## Stated exercise
Rewrite everything from the line containing "1105, row 280." down to the line containing "column 1015, row 215", switching "striated wren-babbler" to "small brown bird" and leaving the rest unchanged.

Excerpts from point labeling data
┄┄┄┄┄┄┄┄┄┄

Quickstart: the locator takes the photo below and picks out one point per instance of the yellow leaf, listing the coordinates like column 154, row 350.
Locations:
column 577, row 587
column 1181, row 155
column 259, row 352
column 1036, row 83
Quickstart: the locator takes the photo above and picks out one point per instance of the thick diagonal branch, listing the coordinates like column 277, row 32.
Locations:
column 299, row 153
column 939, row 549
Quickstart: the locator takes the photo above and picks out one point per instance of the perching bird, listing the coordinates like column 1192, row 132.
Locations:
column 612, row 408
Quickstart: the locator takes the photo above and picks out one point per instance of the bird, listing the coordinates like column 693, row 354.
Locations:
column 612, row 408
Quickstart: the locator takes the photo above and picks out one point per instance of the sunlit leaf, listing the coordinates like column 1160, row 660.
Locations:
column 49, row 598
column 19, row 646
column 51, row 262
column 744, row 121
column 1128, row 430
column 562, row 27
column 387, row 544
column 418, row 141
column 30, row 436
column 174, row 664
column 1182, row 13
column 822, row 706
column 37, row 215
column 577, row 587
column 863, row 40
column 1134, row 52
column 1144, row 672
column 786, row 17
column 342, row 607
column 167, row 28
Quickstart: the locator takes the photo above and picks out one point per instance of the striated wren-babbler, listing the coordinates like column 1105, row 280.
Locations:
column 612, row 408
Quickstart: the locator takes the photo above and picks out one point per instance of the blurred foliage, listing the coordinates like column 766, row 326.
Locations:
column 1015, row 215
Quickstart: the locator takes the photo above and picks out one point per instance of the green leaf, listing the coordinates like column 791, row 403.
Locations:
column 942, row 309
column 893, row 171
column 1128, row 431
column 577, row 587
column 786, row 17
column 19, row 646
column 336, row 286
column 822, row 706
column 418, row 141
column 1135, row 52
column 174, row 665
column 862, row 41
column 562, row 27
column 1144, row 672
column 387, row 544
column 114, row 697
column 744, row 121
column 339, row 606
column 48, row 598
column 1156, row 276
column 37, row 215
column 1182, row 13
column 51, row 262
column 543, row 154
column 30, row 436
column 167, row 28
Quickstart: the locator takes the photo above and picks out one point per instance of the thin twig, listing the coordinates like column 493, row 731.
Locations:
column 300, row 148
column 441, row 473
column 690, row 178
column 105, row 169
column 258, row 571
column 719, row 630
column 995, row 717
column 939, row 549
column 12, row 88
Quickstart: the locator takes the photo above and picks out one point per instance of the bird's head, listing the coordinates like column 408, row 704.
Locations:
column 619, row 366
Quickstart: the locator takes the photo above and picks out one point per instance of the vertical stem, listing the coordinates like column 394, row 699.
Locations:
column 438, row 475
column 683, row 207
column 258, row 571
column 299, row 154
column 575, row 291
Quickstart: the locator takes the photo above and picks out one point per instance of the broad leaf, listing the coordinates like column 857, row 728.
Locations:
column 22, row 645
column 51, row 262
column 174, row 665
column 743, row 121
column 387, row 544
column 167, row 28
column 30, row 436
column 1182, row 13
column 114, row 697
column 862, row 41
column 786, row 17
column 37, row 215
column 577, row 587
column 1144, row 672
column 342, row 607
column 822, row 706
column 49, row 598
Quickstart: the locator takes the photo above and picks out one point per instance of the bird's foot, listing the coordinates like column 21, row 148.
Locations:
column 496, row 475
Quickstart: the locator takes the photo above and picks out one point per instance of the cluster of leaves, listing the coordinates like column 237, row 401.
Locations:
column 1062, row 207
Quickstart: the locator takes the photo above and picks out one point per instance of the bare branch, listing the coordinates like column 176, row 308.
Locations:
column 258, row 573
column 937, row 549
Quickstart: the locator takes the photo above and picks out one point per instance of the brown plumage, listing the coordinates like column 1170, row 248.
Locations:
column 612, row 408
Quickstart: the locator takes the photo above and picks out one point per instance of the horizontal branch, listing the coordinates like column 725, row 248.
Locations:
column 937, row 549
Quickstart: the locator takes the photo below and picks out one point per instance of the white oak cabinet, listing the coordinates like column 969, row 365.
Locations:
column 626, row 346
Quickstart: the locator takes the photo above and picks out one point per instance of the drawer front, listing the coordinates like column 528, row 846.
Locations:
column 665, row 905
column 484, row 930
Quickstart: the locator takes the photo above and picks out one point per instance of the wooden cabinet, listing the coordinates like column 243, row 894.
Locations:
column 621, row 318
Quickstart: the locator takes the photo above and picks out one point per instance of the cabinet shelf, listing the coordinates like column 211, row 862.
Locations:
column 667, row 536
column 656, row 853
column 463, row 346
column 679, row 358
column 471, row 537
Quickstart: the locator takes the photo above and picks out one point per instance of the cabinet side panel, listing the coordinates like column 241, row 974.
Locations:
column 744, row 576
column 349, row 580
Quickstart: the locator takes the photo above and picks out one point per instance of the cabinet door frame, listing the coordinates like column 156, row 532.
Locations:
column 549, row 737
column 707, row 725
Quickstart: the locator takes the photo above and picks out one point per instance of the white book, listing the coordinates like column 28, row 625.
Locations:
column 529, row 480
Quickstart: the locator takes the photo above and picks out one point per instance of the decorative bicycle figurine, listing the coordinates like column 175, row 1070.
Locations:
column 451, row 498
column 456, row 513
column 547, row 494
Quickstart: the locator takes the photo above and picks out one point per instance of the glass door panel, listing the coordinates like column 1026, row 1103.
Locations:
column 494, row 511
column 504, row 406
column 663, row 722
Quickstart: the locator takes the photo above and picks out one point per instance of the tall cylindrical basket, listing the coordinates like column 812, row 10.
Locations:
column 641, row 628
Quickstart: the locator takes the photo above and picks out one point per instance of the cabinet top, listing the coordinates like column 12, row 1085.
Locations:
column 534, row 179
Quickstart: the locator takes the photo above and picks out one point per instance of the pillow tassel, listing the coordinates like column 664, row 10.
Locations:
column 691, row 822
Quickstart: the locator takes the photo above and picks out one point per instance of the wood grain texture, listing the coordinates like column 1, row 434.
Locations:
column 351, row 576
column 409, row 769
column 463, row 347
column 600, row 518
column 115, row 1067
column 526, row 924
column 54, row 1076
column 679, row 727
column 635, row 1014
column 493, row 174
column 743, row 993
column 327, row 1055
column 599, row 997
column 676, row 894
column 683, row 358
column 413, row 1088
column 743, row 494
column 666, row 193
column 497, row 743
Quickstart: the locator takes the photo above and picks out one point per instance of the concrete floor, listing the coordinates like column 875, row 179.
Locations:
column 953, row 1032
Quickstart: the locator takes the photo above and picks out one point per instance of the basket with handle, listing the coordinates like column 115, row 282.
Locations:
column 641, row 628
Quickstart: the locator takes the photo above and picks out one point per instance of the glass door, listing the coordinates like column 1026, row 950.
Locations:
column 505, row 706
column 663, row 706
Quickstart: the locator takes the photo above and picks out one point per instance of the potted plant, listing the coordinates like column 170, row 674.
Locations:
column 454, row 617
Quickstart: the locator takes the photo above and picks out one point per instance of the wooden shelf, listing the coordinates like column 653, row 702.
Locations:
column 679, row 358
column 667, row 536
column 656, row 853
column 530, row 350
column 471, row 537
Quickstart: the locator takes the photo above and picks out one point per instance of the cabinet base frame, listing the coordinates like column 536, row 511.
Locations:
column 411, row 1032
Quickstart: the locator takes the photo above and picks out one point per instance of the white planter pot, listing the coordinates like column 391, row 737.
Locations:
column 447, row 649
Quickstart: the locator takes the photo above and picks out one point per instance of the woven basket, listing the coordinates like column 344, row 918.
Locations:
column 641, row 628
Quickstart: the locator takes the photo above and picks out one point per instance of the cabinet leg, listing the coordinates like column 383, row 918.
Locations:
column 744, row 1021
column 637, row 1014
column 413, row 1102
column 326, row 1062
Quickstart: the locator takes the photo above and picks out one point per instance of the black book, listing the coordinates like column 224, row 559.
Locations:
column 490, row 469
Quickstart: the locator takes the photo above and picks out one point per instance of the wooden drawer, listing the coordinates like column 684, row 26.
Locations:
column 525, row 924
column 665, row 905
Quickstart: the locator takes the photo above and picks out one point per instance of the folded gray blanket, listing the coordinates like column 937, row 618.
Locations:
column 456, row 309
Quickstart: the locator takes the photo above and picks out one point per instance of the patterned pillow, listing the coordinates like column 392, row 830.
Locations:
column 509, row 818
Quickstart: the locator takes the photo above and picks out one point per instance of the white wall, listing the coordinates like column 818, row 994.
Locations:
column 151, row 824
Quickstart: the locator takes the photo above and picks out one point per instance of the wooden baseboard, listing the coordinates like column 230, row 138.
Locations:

┄┄┄┄┄┄┄┄┄┄

## Written solution
Quickstart: the locator takes the photo above and picks out one point per instance of the small brown bird, listing the coordinates like column 1105, row 280.
Locations:
column 612, row 408
Quickstart: the locator takes the photo above and picks out one point per instance of the blurred foliage, listing the coordinates like column 766, row 326.
Locations:
column 1015, row 215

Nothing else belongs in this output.